Exercise requirements
Output each record exactly, with nothing omitted.

Supplied material
—————
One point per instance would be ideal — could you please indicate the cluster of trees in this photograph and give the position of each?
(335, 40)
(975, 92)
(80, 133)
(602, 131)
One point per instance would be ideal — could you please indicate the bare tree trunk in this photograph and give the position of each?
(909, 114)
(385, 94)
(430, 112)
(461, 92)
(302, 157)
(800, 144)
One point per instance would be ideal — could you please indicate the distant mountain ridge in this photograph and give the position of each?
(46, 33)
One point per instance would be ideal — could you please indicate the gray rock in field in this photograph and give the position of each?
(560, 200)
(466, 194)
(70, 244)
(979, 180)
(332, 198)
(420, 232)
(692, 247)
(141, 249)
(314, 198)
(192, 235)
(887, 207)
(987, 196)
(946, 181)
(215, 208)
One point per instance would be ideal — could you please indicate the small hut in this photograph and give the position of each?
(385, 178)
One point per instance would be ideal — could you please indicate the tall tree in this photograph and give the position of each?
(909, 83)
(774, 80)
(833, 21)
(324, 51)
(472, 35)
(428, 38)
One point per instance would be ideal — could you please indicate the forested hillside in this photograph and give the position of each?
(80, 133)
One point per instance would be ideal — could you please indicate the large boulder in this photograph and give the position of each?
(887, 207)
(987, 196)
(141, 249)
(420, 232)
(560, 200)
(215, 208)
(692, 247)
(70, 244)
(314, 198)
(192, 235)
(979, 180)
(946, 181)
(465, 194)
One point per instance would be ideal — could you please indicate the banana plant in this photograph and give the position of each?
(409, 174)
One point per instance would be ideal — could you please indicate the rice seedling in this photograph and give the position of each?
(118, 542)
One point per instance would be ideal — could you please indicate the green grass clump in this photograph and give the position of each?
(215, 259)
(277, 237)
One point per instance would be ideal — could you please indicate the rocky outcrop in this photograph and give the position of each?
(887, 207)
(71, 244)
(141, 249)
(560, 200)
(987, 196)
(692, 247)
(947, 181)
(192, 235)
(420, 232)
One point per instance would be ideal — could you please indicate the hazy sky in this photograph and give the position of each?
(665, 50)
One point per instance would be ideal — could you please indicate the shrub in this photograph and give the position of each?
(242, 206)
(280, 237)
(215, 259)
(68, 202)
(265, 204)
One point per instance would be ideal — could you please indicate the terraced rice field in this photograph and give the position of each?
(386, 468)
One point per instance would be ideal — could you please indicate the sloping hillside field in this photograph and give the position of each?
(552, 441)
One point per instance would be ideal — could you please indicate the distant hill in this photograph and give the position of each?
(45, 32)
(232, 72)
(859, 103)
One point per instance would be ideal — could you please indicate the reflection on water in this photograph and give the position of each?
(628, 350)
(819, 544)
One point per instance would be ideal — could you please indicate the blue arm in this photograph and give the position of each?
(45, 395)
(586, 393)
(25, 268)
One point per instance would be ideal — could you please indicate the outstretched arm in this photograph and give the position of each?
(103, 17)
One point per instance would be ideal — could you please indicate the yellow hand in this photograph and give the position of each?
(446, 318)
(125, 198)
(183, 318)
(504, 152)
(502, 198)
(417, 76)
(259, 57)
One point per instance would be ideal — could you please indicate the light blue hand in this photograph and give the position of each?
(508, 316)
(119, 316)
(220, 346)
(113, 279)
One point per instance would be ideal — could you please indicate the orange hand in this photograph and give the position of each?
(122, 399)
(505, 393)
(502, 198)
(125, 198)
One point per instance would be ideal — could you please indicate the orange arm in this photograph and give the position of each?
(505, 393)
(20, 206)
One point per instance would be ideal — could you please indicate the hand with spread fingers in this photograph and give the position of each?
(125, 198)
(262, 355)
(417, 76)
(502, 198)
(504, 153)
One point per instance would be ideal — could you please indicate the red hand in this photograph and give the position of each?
—————
Answer space
One point per instance would be ideal — could you please indicate the cluster of trees in this photograph and give the position of each?
(335, 40)
(975, 92)
(80, 133)
(602, 131)
One point per instance would be ideal — could you please indicate the bare tree trunk in this photograph and give the position of each?
(909, 114)
(385, 94)
(430, 112)
(461, 92)
(302, 157)
(800, 144)
One point per instance would be ideal — could you please indicate the distant mountain ridge in this photograph and give the position of each?
(46, 33)
One point per instance would be ideal — could you please indicate the gray rock in field in this photograph and give the position of each?
(560, 200)
(466, 194)
(70, 244)
(979, 180)
(332, 198)
(420, 232)
(692, 247)
(141, 249)
(314, 198)
(192, 235)
(887, 207)
(987, 196)
(946, 181)
(215, 208)
One point per instance would be ideal — could you please indicate the small hut in this photograph and give the position of each?
(385, 178)
One point per instance would be ideal — could you please indicate the tall tree in this photograph and give the position of each?
(909, 83)
(774, 80)
(833, 21)
(324, 51)
(472, 35)
(428, 38)
One point per instance would be ideal — could you please indicate the forested hillside in this photograph and give the position of each?
(80, 133)
One point per instance would be ideal — could you please indicate the large boulder in this photograph and give the position of each?
(887, 207)
(987, 196)
(141, 249)
(420, 232)
(560, 200)
(215, 208)
(692, 247)
(70, 244)
(314, 198)
(192, 235)
(979, 180)
(946, 181)
(465, 194)
One point per instance would be ideal — could you please indicate the banana plant in this photograph and give the position of each?
(409, 174)
One point per instance would be ideal — could you please indicate the rice seedling in this photograph and give the position of each?
(118, 542)
One point per instance would be ideal — could you please indicate the green grass clump in this photograph and give the position of each?
(215, 259)
(277, 237)
One point per instance would be ideal — could you please indicate the rocky outcrop in this photograph and give the position of each?
(887, 207)
(71, 244)
(141, 249)
(560, 200)
(987, 196)
(692, 247)
(947, 181)
(192, 235)
(420, 232)
One point per instance would be ideal — could you please indicate the hazy sky in this photograph and give the position of each?
(665, 50)
One point per instance would be ideal — could you please indicate the shrub in this photograph and give the position of each?
(242, 206)
(280, 237)
(215, 259)
(68, 202)
(265, 204)
One point per instance would be ideal — could you please indicate the terraced rice field in this photograph and give the position of each?
(386, 468)
One point per instance would be ideal — could you please indicate the sloping hillside field in this photograph and give the position of each?
(552, 441)
One point per instance would be ideal — could you please indicate the distant hill in this photograph and give the position of each?
(45, 32)
(232, 72)
(859, 103)
One point per instance would be ideal — could you please indicate the reflection on water in this photograph and give the position of each?
(628, 350)
(819, 544)
One point per instance would be ideal — could you please indicate the blue arm in this photograph and give the position of each?
(45, 395)
(586, 393)
(25, 268)
One point per instance would be ideal — could you please indicate the outstretched arm in this photograph and give the position of each?
(103, 17)
One point per instance would be ideal — could you please indicate the yellow hand in this photograph and give the position of each?
(446, 318)
(125, 198)
(183, 318)
(504, 152)
(502, 198)
(417, 76)
(259, 57)
One point per instance would be ideal — could you please indicate the light blue hand in this photograph and give the position of each?
(508, 316)
(119, 316)
(220, 346)
(113, 279)
One point per instance would be ideal — could you please indicate the orange hand in this photograph and give the position of each?
(122, 399)
(505, 393)
(502, 198)
(125, 198)
One point per instance would be ideal — could you please indicate the orange arm in this photograph and give the position of each?
(505, 393)
(20, 206)
One point per instance would be ideal — could you please indicate the hand with spread fingers in this photograph and give the position of each?
(125, 198)
(262, 355)
(417, 76)
(502, 198)
(504, 153)
One point per instance would be ideal — could you please indicate the red hand in this photograph and give the position of each?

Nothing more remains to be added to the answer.